■ **Passage cité**:
D.  Respect des délais

[21]  Le procureur général soutient que la demande de contrôle judiciaire, même si elle concerne en surface l’avis du 7 novembre 2019 délivré par le président, constitue « essentiellement » une attaque de la décision de l’ASDI qui a été rendue en juin 2019. Selon le procureur général, l’avis de demande de décembre 2019 a donc été présenté bien au‑delà de la période de 30 jours prévue au paragraphe 18.1(2) de la Loi sur les Cours fédérales, LRC 1985, c F‑7. À l’appui de cet argument, le procureur général signale le rôle de l’ASDI (en tant qu’« agent supérieur ») et celui du président (en tant qu’« administrateur général ») au titre de l’article 10 de la LPFDAR, affirmant que la décision à l’égard d’un acte répréhensible est rendue par le premier et non par le dernier. M. McCarthy répond que le président a pris la décision d’accepter les conclusions de l’ASDI, comme cela est exprimé dans l’avis, et que sa demande concerne cet avis. Subsidiairement, il demande que la Cour lui accorde du temps supplémentaire pour déposer l’avis de demande.

[22]  La Cour a soutenu que l’argument selon lequel une demande de contrôle judiciaire est présentée hors délai n’est pas un motif pour radier la demande. Plutôt, sauf dans des circonstances exceptionnelles, cette question devrait être examinée à l’audition de la demande : Kaquitts c Council of the Chiniki First Nation, 2019 CF 498, aux para 23–26; Coffey c Canada (Ministre de la Justice), 2004 CF 1694, aux para 10–16. À mon avis, il n’y a pas de raison de déroger à ces principes en l’espèce, et il n’y a rien d’exceptionnel au sujet des arguments du procureur général sur le respect des délais.

[23]  Cela s’avère tout particulièrement le cas en raison de l’existence d’une question contestable quant au fait de savoir si l’avis du président du 7 novembre 2019, dans lequel il accepte les conclusions de l’enquête de l’ASDI, constitue une « décision » distincte ou une « affaire » distincte des conclusions de l’enquête elle‑même : Loi sur les Cours fédérales, aux para 18.1(1)-(2). Même si le procureur général soutient que c’est l’ASDI qui rend la décision à l’égard d’actes répréhensibles, et non pas le président, l’avis lui‑même énonce que le président a seulement accepté les conclusions de l’enquêteur après avoir examiné les conclusions de l’enquête et les commentaires de M. McCarthy, et après [traduction« un examen attentif de tous les renseignements qui étaient à [sa] disposition ». Par conséquent, je conclus que l’argument de M. McCarthy selon lequel il demande un contrôle de la décision du président et non pas des conclusions de l’ASDI, et que la demande n’est donc pas hors délai, n’est pas irrégulier au point de n’avoir aucune chance d’être accueilli.

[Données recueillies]
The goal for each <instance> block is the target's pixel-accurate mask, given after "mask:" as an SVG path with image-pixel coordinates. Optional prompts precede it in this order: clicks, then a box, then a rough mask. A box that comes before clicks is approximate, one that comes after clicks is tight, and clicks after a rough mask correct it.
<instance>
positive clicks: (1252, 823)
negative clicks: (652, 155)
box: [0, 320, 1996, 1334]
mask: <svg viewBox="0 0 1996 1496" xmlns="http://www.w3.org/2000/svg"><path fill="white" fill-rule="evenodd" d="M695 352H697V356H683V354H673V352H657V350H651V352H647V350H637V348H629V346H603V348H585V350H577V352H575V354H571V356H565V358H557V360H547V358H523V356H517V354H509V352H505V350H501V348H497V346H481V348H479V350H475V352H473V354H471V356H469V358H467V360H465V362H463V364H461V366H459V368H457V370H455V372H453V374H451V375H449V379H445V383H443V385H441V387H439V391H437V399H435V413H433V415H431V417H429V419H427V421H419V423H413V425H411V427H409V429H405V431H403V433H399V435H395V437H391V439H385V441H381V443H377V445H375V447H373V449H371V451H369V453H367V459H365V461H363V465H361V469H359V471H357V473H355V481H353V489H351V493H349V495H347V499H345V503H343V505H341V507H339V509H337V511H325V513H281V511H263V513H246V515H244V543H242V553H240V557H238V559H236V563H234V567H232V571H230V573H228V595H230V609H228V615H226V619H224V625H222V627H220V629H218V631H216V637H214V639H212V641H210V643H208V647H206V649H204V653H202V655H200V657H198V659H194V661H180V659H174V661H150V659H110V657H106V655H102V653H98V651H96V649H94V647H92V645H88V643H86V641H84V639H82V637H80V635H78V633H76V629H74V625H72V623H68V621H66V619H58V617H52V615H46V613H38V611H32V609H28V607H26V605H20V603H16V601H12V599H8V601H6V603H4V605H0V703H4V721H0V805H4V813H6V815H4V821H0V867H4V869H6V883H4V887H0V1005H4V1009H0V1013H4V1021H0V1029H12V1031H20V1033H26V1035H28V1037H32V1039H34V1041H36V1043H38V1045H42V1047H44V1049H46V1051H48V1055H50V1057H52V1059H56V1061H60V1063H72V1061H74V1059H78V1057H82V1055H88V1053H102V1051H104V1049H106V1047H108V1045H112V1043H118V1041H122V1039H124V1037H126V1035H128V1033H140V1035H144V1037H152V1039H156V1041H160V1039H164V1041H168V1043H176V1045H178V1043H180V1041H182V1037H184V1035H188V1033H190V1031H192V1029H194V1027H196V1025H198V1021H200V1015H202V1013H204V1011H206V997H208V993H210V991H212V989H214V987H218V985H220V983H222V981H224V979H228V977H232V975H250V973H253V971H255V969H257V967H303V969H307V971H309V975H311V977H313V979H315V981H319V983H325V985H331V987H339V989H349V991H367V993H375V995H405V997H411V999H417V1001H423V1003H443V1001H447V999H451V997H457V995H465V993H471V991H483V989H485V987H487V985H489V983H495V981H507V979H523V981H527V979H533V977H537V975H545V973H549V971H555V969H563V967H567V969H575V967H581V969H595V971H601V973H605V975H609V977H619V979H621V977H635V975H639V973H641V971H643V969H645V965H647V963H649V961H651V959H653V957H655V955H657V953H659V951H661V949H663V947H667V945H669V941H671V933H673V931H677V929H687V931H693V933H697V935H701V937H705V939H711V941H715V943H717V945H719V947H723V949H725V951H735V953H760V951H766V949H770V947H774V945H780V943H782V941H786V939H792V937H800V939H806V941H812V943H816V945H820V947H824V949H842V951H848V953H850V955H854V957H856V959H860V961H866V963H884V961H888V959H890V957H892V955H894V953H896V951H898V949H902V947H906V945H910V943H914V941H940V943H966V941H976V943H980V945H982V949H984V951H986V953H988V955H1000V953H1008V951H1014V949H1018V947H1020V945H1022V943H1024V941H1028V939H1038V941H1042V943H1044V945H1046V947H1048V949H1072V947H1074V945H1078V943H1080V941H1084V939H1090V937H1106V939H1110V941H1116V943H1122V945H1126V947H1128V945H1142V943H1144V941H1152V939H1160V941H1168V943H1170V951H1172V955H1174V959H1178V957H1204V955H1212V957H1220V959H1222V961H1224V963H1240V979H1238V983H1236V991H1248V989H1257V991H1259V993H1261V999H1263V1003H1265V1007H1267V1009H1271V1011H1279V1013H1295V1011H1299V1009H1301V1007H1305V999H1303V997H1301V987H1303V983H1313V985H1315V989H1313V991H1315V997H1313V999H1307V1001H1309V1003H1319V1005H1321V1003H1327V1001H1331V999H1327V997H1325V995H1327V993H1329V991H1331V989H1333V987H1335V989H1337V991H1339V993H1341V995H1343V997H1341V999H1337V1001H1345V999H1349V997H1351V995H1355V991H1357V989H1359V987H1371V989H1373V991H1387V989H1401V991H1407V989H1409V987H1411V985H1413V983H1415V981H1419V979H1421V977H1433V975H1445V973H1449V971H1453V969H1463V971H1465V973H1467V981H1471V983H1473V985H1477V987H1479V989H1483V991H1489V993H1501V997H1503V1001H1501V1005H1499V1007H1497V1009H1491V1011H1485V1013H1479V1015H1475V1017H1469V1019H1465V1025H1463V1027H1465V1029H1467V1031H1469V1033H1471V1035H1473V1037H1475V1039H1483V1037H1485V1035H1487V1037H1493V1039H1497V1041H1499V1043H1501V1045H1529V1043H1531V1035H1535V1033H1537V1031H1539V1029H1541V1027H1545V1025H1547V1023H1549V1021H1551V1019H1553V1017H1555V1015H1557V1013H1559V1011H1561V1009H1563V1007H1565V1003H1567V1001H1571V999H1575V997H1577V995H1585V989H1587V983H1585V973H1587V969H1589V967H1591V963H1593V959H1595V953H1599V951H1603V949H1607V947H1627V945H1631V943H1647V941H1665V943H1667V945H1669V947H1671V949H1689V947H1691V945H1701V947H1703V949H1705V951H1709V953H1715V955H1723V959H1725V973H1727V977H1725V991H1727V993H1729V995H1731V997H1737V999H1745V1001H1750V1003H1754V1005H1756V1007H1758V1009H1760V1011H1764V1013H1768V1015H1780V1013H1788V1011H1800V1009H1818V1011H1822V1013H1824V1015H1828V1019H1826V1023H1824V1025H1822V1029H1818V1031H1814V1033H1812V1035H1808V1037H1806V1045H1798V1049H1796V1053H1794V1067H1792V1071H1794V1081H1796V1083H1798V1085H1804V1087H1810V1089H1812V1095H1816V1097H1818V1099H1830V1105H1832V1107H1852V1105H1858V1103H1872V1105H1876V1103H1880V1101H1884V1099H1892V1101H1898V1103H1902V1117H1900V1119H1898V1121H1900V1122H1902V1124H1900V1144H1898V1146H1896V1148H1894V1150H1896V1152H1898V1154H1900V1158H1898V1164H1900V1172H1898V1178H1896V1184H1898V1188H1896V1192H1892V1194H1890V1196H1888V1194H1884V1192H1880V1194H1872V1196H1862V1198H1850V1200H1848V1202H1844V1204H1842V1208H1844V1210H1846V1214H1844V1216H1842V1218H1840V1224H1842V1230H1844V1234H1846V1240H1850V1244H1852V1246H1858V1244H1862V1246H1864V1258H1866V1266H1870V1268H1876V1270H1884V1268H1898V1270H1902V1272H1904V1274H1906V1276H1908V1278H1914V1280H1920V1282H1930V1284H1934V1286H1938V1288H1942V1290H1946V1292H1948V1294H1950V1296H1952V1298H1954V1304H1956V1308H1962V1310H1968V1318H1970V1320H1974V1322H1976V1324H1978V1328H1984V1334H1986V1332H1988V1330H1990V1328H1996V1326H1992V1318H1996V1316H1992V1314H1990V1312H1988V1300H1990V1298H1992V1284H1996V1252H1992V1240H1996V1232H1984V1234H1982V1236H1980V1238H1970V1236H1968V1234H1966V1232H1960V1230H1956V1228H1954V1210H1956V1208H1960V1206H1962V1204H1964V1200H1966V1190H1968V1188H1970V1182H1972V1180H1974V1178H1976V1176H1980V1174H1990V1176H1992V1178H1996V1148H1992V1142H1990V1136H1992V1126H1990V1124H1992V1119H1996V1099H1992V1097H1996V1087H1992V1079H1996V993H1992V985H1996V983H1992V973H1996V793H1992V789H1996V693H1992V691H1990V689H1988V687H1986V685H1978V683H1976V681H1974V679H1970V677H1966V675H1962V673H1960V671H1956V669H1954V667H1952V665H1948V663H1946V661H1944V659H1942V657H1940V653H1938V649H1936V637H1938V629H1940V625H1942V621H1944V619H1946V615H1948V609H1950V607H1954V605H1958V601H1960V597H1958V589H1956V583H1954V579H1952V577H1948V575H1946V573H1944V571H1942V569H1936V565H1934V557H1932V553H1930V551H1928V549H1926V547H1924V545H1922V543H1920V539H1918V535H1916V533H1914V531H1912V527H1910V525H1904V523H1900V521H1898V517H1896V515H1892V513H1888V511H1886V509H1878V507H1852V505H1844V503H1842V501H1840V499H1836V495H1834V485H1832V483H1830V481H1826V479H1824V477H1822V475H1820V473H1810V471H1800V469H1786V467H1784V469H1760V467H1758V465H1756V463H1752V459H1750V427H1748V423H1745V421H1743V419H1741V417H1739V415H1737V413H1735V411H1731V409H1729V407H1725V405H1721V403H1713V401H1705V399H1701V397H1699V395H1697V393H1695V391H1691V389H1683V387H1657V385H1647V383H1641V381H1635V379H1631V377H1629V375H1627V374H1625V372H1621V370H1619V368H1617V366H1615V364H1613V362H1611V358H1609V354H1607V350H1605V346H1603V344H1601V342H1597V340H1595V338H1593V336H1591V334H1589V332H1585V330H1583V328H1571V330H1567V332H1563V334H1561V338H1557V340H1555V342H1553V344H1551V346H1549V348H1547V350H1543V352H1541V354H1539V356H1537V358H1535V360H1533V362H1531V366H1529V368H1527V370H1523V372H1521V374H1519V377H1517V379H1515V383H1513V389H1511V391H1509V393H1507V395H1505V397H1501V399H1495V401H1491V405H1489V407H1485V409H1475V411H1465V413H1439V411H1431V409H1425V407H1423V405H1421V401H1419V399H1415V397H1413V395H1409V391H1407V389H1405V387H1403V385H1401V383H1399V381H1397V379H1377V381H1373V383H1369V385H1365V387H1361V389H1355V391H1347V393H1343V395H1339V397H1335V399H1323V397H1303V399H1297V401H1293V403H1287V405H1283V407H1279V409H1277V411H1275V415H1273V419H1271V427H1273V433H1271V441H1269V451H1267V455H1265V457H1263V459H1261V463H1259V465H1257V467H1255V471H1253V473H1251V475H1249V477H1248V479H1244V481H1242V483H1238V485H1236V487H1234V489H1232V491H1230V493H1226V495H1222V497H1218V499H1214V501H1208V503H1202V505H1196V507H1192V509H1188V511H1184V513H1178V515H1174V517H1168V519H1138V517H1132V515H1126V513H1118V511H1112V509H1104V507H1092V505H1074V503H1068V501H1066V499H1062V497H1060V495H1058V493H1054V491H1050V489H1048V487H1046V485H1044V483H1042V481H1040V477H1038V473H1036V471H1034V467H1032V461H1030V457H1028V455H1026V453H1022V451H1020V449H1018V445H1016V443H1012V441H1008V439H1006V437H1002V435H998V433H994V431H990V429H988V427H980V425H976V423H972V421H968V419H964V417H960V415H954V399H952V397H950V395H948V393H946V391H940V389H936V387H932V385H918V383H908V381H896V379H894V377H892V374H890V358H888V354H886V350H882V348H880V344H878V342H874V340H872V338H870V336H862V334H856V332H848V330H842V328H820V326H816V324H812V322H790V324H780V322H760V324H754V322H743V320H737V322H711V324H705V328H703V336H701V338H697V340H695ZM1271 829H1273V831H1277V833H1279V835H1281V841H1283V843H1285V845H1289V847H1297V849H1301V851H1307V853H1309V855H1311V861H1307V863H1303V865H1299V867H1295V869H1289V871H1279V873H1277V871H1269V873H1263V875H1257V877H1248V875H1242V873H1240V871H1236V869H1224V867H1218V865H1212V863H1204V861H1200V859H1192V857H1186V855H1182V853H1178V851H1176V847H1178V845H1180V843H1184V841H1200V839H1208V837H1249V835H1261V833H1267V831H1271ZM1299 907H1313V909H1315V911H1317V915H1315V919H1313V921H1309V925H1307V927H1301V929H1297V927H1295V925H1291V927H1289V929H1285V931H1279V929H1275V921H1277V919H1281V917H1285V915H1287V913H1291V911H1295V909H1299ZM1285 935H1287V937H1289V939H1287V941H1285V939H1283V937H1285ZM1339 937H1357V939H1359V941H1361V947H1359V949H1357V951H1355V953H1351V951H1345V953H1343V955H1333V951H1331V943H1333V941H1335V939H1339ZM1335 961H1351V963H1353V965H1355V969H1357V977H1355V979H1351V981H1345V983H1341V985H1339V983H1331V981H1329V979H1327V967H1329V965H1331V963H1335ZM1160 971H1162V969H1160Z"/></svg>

■ **À compléter**:
A) Répondez à ces questions d'après le passage cité :
(i) De quelle date est l'avis délivré par le président ?
(ii) Quelle période le paragraphe 18.1(2) de la Loi sur les Cours fédérales prévoit-il ?
(iii) Que demande M. McCarthy à titre subsidiaire ?
B) Recopiez à l'identique, dans les entrées, la partie qui va du tout début jusqu'à la ligne contenant « box: [0, 320, 1996, 1334] », celle-ci comprise.

■ **Corrigé des exercices**:
A)
(i) Du 7 novembre 2019.
(ii) Une période de 30 jours.
(iii) Que la Cour lui accorde du temps supplémentaire pour déposer l'avis de demande.

B)
The goal for each <instance> block is the target's pixel-accurate mask, given after "mask:" as an SVG path with image-pixel coordinates. Optional prompts precede it in this order: clicks, then a box, then a rough mask. A box that comes before clicks is approximate, one that comes after clicks is tight, and clicks after a rough mask correct it.
<instance>
positive clicks: (1252, 823)
negative clicks: (652, 155)
box: [0, 320, 1996, 1334]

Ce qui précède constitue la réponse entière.